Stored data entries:
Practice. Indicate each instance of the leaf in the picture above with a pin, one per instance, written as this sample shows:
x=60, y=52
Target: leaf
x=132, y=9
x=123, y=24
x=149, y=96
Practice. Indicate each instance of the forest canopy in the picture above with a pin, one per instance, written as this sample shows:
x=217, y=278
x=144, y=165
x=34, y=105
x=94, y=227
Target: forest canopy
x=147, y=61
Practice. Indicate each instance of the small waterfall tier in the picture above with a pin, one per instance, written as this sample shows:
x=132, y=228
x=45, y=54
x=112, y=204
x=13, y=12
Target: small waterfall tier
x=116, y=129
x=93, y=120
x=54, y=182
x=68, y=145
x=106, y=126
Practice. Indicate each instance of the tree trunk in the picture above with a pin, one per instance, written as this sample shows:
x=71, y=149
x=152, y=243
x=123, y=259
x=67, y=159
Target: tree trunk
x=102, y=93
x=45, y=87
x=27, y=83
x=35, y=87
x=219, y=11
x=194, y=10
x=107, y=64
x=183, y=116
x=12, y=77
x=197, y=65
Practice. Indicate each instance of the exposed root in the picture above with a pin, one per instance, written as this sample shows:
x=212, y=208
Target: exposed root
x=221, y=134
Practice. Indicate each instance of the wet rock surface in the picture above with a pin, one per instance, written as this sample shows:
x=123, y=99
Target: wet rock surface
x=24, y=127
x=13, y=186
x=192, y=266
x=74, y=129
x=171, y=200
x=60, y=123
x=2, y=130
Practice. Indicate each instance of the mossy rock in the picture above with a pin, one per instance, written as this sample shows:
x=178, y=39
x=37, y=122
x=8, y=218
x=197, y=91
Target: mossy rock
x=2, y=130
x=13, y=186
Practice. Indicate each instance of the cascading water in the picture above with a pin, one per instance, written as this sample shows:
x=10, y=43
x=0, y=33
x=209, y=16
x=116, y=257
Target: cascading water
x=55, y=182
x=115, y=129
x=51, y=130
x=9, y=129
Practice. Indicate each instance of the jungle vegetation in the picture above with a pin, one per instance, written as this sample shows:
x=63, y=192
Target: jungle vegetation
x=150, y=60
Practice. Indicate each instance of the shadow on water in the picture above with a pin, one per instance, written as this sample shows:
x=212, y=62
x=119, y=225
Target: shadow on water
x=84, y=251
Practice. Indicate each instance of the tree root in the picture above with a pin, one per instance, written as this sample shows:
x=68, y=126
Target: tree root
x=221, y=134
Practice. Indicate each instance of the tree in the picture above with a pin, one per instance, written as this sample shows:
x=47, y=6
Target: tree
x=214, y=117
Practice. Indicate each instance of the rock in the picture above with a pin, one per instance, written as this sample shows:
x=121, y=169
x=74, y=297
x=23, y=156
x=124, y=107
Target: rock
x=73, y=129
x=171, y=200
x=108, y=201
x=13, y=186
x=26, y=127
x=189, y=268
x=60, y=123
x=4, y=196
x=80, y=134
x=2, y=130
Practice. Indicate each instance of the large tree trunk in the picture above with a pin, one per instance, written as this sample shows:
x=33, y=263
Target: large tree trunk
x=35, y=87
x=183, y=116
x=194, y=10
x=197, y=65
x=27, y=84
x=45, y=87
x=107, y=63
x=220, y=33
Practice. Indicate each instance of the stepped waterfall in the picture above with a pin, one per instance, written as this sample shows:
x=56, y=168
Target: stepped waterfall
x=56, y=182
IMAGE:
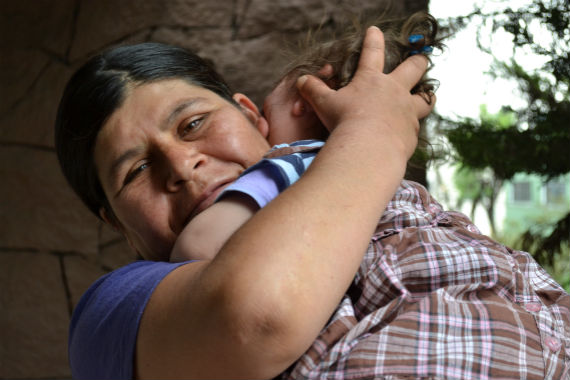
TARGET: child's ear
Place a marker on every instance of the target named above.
(109, 219)
(252, 113)
(300, 107)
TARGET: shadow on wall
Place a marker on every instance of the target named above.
(51, 248)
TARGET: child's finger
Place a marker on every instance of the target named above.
(409, 72)
(372, 54)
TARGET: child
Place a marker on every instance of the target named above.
(291, 120)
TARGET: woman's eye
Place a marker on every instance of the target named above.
(132, 174)
(192, 126)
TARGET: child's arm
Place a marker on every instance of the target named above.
(204, 236)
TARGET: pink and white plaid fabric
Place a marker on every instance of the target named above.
(435, 299)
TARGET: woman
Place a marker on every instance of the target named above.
(240, 314)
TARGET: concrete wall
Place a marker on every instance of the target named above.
(51, 248)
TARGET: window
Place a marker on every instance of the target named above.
(555, 191)
(521, 191)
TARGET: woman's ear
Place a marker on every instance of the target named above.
(109, 219)
(252, 113)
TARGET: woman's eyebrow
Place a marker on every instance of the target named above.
(127, 155)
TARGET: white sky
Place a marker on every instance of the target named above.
(460, 68)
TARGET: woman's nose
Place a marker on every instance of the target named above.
(182, 163)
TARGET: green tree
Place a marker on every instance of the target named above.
(538, 138)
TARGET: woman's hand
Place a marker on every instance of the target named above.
(374, 99)
(260, 303)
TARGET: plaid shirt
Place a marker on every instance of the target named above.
(436, 299)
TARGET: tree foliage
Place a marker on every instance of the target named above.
(537, 138)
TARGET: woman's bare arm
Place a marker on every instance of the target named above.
(205, 235)
(254, 309)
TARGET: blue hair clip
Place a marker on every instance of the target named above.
(415, 38)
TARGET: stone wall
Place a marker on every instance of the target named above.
(51, 247)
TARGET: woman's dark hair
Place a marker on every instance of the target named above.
(98, 89)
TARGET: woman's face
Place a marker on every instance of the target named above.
(166, 154)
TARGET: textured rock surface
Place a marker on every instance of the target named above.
(51, 248)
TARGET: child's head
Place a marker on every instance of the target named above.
(335, 61)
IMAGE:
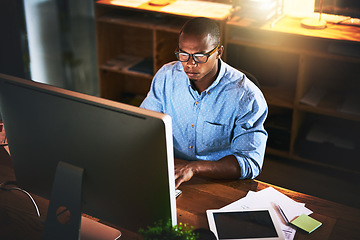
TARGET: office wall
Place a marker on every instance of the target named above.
(61, 35)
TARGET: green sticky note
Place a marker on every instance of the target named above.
(306, 223)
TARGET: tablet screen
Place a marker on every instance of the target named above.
(253, 224)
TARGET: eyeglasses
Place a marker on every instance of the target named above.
(198, 57)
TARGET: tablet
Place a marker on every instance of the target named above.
(249, 224)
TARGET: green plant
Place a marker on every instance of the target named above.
(165, 231)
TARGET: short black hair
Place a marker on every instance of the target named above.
(202, 26)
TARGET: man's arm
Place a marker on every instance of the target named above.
(225, 168)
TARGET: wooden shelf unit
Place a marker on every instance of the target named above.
(134, 42)
(290, 63)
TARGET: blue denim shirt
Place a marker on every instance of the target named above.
(225, 119)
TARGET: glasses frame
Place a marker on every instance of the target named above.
(208, 54)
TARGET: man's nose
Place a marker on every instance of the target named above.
(191, 61)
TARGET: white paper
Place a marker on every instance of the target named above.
(267, 198)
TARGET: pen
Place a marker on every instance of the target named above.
(282, 214)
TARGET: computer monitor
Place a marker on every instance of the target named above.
(119, 157)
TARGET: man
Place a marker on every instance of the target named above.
(217, 112)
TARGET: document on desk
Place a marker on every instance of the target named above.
(269, 198)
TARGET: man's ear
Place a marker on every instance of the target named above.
(220, 51)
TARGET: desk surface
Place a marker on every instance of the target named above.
(18, 219)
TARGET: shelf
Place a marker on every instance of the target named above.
(287, 36)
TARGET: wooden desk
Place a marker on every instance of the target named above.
(18, 219)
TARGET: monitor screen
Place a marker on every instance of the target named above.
(350, 8)
(125, 152)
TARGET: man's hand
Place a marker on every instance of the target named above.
(225, 168)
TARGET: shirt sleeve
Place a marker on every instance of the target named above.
(249, 141)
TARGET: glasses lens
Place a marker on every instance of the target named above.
(200, 58)
(183, 57)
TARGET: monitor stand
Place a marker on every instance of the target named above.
(66, 194)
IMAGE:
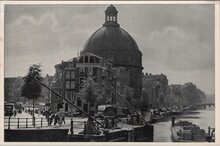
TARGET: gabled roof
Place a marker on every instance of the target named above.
(58, 84)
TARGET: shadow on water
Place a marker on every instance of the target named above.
(189, 117)
(202, 118)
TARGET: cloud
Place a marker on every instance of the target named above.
(177, 40)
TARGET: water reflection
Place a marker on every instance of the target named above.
(202, 118)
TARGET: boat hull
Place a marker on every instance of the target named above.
(35, 135)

Problem statement: Now transcribe the lines above exactly, starting at the line containing "x=209, y=16" and ending at the line containing "TARGET: child's finger", both lines included, pictures excluded.

Written response:
x=209, y=16
x=116, y=257
Target: cascading water
x=55, y=182
x=115, y=129
x=51, y=130
x=9, y=129
Practice. Indicate each instance of the jungle vegetation in the picture above with a pin, one per instance, written as this sample shows:
x=63, y=192
Target: jungle vegetation
x=150, y=60
Practice. Indicate each instance of the shadow on water in the picture above with a pin, one per instance, written as this sample shows:
x=212, y=62
x=119, y=225
Target: shadow on water
x=84, y=251
Practice. Indicate each instance of the tree root in the picture above with a pin, one per instance, written as this sample shows:
x=68, y=126
Target: tree root
x=221, y=134
Practice. Indicate each instance of the tree in the picture above with a pin, one per instance, written as this sample shows:
x=47, y=6
Target: tree
x=214, y=117
Practice. Indicate each instance of the rock in the picture above with a pin, one per instance, written as this sample shows:
x=121, y=169
x=74, y=297
x=23, y=156
x=124, y=107
Target: rock
x=73, y=129
x=171, y=200
x=108, y=201
x=13, y=186
x=26, y=127
x=189, y=268
x=60, y=123
x=4, y=196
x=80, y=134
x=2, y=130
Practice. Indicate each instance of the large tree trunk in the picture above with a pin, one per instance, written as this sample shows:
x=33, y=263
Target: large tree trunk
x=35, y=87
x=183, y=116
x=194, y=10
x=197, y=65
x=27, y=84
x=45, y=87
x=107, y=63
x=220, y=33
Practice. Indicate each instance of the stepped waterfall in the picture above with a pin, one per instance, written as this sample shows:
x=56, y=168
Target: stepped waterfall
x=56, y=182
IMAGE:
TARGET: child's ear
Place a marker on every instance of the target named above.
(109, 219)
(252, 113)
(300, 107)
TARGET: shadow on wall
Place a marker on every instance of the target named above.
(51, 248)
TARGET: child's finger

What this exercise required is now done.